Task description ▸
Copy the lines below verbatim, but only from the line containing "Locate every instance of the bumper" through the end of the data.

Stored data entries ▸
+===+
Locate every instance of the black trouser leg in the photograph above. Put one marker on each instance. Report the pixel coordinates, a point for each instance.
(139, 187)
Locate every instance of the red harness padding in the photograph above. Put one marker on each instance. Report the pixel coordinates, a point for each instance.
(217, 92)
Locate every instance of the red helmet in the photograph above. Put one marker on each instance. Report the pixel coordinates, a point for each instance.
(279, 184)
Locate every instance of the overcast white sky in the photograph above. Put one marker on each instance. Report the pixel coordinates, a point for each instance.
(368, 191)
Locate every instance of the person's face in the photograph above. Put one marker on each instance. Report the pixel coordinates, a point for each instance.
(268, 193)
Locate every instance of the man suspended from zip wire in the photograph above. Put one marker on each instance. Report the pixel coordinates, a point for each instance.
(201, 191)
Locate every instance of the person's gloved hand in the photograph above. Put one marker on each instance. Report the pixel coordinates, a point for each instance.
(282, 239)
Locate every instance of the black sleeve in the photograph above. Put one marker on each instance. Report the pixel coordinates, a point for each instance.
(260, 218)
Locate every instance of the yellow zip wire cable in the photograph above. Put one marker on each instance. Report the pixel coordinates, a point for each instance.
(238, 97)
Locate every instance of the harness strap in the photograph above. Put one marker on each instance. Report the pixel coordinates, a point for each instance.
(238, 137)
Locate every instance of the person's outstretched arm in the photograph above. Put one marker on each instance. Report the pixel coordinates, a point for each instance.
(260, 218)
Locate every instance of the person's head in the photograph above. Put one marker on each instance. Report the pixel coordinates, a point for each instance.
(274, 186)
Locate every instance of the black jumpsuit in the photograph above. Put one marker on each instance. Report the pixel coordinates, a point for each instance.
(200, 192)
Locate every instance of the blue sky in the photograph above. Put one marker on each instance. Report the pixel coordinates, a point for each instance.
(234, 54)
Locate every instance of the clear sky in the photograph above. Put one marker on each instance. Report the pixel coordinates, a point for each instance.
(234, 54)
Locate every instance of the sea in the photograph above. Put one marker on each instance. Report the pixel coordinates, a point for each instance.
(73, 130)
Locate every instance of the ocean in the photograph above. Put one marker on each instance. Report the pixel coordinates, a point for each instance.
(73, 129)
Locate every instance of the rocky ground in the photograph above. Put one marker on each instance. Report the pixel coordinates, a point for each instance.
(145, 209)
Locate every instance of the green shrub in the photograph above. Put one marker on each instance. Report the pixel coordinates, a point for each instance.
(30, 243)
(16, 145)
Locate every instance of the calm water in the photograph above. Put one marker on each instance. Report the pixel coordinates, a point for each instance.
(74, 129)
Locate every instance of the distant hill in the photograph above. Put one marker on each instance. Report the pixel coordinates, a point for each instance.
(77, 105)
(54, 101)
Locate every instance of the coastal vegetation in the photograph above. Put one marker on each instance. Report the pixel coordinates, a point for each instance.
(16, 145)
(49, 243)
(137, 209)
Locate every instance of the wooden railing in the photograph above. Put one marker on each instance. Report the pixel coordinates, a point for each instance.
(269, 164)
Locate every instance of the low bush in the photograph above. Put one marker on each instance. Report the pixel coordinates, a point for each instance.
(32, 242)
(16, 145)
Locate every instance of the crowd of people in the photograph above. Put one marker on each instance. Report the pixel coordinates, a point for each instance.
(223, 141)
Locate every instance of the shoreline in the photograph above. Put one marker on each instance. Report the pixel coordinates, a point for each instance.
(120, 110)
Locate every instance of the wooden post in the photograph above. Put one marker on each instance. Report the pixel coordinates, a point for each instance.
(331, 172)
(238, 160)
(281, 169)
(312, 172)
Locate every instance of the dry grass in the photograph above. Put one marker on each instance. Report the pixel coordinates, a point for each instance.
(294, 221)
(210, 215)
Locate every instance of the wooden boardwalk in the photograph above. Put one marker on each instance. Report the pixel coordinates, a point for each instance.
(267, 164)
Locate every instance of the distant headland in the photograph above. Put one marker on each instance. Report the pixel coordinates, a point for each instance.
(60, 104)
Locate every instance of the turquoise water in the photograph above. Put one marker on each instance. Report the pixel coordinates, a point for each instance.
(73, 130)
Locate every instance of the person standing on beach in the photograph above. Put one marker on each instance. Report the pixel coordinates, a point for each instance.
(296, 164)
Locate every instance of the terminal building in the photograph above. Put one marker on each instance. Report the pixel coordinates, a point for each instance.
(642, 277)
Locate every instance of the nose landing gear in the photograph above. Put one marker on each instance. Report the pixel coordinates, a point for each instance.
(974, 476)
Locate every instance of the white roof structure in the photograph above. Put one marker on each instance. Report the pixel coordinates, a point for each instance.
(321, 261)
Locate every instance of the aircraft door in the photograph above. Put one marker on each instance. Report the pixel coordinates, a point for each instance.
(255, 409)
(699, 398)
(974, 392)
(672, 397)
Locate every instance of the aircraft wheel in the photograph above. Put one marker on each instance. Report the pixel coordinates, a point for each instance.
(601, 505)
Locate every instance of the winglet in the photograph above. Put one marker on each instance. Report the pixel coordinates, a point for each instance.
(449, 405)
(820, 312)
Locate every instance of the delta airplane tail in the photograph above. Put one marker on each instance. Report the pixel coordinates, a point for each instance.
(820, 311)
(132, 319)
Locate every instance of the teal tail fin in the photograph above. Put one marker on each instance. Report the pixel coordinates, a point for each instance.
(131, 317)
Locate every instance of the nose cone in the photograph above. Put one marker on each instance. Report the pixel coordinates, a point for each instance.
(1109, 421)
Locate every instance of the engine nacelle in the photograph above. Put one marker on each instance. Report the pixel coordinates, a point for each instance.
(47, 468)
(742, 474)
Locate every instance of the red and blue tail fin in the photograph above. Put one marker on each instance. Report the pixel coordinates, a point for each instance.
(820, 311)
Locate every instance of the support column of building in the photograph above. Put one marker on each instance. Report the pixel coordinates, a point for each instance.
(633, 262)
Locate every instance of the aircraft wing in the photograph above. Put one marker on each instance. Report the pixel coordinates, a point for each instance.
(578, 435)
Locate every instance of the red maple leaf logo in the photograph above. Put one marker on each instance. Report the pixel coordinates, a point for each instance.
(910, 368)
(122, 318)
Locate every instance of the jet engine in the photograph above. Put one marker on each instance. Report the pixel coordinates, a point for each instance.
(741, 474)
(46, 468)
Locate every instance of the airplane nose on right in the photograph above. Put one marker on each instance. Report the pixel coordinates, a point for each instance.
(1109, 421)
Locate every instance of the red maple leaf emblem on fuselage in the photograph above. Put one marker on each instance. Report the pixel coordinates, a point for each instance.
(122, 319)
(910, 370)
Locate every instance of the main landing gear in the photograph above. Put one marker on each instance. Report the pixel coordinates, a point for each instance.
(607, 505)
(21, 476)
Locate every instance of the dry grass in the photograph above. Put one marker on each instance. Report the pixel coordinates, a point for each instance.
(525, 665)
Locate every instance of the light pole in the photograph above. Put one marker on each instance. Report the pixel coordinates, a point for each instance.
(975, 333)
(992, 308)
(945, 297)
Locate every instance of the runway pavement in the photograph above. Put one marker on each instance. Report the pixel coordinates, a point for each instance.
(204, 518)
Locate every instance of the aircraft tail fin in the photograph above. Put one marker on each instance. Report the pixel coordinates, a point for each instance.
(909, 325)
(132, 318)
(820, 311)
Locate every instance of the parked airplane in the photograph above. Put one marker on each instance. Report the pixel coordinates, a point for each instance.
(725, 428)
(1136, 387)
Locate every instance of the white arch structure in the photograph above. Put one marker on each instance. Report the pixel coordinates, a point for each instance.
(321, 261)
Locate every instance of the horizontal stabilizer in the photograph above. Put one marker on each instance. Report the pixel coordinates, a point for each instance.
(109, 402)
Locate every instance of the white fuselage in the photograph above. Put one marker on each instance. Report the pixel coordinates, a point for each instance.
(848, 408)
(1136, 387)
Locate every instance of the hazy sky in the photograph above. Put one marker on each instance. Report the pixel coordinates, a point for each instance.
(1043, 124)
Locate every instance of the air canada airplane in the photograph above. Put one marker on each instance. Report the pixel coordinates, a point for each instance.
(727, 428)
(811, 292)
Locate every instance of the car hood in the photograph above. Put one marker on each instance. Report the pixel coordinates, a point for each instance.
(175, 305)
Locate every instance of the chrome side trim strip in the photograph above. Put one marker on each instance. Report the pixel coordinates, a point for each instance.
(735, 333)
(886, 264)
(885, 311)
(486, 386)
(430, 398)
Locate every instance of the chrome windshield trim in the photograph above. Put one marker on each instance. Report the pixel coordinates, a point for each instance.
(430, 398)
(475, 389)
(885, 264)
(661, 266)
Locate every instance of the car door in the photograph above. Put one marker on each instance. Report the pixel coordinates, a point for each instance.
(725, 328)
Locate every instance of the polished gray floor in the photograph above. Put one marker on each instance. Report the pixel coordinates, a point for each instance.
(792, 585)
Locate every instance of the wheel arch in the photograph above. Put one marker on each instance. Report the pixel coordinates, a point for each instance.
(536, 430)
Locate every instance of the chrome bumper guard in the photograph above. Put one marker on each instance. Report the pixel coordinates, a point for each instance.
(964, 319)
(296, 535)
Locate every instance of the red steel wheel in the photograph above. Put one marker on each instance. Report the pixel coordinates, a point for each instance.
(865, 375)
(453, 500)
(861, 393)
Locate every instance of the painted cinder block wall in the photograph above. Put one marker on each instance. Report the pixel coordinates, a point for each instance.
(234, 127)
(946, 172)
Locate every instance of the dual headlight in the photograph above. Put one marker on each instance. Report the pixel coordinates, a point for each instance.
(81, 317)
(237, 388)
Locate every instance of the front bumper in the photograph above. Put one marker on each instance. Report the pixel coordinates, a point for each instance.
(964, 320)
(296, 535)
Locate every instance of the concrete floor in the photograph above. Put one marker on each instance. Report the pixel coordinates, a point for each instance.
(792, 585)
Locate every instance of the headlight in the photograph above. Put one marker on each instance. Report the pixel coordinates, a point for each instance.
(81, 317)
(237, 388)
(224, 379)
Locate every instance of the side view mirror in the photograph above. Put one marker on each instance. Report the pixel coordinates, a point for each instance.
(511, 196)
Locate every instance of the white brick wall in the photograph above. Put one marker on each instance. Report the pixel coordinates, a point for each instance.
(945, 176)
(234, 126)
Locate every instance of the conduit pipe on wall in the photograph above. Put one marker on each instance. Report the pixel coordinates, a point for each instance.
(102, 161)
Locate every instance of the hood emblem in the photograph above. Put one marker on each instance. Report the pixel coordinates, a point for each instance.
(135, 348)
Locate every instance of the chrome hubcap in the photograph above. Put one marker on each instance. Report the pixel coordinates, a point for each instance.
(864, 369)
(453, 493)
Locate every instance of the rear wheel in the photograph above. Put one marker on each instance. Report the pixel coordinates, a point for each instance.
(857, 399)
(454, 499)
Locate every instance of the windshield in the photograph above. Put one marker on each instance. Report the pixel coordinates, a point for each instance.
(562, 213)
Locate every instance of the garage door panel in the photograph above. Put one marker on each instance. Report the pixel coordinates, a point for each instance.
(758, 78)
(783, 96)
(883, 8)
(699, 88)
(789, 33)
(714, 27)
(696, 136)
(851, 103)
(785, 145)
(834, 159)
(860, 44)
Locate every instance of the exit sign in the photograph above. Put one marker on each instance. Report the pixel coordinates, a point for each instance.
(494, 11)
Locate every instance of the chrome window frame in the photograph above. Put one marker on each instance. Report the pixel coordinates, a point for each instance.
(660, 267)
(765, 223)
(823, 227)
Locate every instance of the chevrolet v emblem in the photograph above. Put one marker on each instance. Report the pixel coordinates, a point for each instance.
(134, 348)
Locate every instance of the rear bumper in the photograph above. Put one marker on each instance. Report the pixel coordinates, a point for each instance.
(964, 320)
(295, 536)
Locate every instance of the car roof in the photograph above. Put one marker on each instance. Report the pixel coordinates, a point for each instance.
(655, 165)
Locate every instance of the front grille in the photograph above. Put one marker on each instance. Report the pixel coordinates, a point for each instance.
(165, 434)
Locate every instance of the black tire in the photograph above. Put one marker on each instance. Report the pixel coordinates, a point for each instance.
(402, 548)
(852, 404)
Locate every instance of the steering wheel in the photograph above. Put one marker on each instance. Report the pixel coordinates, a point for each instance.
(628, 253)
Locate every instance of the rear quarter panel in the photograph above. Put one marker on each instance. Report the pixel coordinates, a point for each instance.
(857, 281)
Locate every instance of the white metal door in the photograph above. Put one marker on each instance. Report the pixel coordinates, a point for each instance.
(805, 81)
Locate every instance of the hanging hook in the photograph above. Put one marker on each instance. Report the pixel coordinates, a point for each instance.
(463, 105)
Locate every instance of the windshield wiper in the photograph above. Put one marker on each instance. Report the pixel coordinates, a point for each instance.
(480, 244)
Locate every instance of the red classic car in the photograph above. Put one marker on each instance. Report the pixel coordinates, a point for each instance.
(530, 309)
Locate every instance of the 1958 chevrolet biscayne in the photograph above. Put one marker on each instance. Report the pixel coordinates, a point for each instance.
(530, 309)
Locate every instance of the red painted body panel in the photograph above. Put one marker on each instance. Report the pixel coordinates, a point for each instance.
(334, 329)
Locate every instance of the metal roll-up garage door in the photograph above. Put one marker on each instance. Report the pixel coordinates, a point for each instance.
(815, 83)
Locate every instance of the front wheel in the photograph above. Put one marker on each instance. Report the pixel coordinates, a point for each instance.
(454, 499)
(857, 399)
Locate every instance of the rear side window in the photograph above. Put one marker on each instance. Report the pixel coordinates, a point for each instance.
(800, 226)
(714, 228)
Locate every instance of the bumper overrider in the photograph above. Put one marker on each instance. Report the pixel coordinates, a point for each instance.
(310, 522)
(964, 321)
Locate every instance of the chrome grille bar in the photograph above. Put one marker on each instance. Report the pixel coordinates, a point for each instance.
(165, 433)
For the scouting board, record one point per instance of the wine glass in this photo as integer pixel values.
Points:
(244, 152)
+===+
Answer section ▸
Locate every instance of the bumper overrider in the photograph above. Put one marker on each instance. Report the pixel coordinates, a point for each instance.
(310, 522)
(964, 321)
Locate every instance of the chrome grille bar in the photograph above. Put one marker on each instance. Report the pixel coordinates, a point for each instance.
(165, 433)
For the scouting board, record one point per instance of the wine glass in this photo as integer pixel values.
Points:
(244, 152)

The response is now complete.